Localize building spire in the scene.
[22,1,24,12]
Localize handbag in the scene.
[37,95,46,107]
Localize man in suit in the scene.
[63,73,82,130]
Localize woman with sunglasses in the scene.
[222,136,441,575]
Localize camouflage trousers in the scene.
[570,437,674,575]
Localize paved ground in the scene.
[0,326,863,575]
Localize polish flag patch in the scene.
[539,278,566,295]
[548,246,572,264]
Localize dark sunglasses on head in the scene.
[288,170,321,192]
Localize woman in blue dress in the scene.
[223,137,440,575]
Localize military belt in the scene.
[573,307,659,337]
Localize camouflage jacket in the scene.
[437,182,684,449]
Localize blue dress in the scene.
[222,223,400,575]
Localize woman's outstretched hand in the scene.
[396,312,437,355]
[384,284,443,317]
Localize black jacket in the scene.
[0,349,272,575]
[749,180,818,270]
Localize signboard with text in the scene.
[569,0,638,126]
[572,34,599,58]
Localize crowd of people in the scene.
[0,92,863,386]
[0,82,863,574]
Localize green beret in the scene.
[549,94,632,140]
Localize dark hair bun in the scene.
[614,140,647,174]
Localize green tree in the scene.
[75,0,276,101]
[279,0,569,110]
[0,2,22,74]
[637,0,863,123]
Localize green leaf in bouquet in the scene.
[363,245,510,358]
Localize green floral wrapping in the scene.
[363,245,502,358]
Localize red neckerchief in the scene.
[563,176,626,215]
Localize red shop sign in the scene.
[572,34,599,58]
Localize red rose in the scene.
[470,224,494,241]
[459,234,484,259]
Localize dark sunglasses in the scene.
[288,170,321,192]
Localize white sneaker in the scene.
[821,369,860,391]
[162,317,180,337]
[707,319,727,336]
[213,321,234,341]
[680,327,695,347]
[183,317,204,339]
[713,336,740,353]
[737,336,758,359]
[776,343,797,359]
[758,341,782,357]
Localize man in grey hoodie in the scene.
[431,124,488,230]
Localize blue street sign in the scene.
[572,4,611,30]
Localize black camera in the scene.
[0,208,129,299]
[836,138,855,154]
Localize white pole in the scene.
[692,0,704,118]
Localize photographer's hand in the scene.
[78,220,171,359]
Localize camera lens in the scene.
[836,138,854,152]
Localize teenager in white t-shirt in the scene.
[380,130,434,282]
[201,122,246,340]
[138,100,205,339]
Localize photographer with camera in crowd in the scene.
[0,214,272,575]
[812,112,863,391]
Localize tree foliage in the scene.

——

上のレコードのうち、「Localize man in suit in the scene.」を含む行から「[0,326,863,575]」を含む行までを両端も含めて一字一句変えずに返せ。ほかの行は含めないこと。

▸ 完全な出力
Localize man in suit in the scene.
[63,73,82,130]
Localize woman with sunglasses in the scene.
[222,136,441,575]
Localize camouflage trousers in the scene.
[570,437,674,575]
Localize paved ground in the scene.
[0,326,863,575]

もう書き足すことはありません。